**Exercise requirements:** Pick out each line of the material below that contains the string "tower". Treat uppercase and lowercase as different.

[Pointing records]
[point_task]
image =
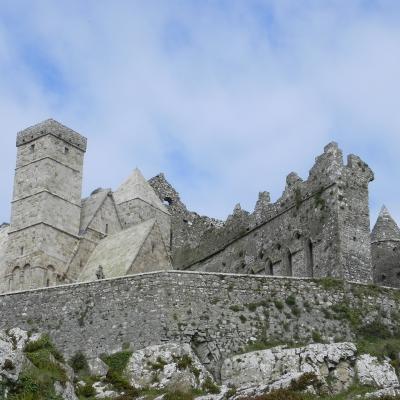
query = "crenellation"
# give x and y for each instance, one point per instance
(319, 227)
(55, 129)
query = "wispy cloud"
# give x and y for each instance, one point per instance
(225, 97)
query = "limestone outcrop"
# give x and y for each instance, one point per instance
(172, 368)
(165, 366)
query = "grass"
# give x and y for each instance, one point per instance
(36, 382)
(330, 283)
(291, 394)
(117, 363)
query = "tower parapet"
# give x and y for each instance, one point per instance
(46, 205)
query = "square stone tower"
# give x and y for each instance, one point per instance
(46, 204)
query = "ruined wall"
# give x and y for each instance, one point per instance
(153, 254)
(316, 224)
(106, 219)
(219, 314)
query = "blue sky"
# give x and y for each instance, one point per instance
(225, 97)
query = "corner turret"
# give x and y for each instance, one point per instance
(385, 250)
(385, 228)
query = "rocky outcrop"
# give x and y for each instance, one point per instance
(166, 366)
(174, 367)
(277, 367)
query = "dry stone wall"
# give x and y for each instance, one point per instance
(218, 314)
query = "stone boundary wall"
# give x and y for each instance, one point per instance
(218, 314)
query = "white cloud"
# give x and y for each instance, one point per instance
(226, 98)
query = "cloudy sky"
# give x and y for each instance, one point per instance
(225, 97)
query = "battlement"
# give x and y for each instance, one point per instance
(52, 127)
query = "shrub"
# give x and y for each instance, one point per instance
(183, 362)
(316, 336)
(78, 362)
(43, 343)
(210, 387)
(306, 380)
(375, 329)
(86, 391)
(117, 361)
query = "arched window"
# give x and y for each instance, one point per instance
(50, 276)
(269, 269)
(288, 262)
(309, 252)
(27, 276)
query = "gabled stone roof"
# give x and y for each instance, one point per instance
(55, 128)
(136, 187)
(116, 253)
(90, 206)
(385, 227)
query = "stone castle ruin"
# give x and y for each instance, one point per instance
(318, 228)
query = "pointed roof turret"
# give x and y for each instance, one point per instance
(136, 187)
(385, 227)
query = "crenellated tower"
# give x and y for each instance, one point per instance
(46, 204)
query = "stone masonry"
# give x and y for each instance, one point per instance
(319, 227)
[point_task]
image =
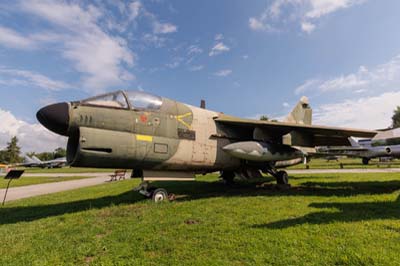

**Right answer:**
query = "tower parapet"
query = "square stone tower"
query = "crenellated tower"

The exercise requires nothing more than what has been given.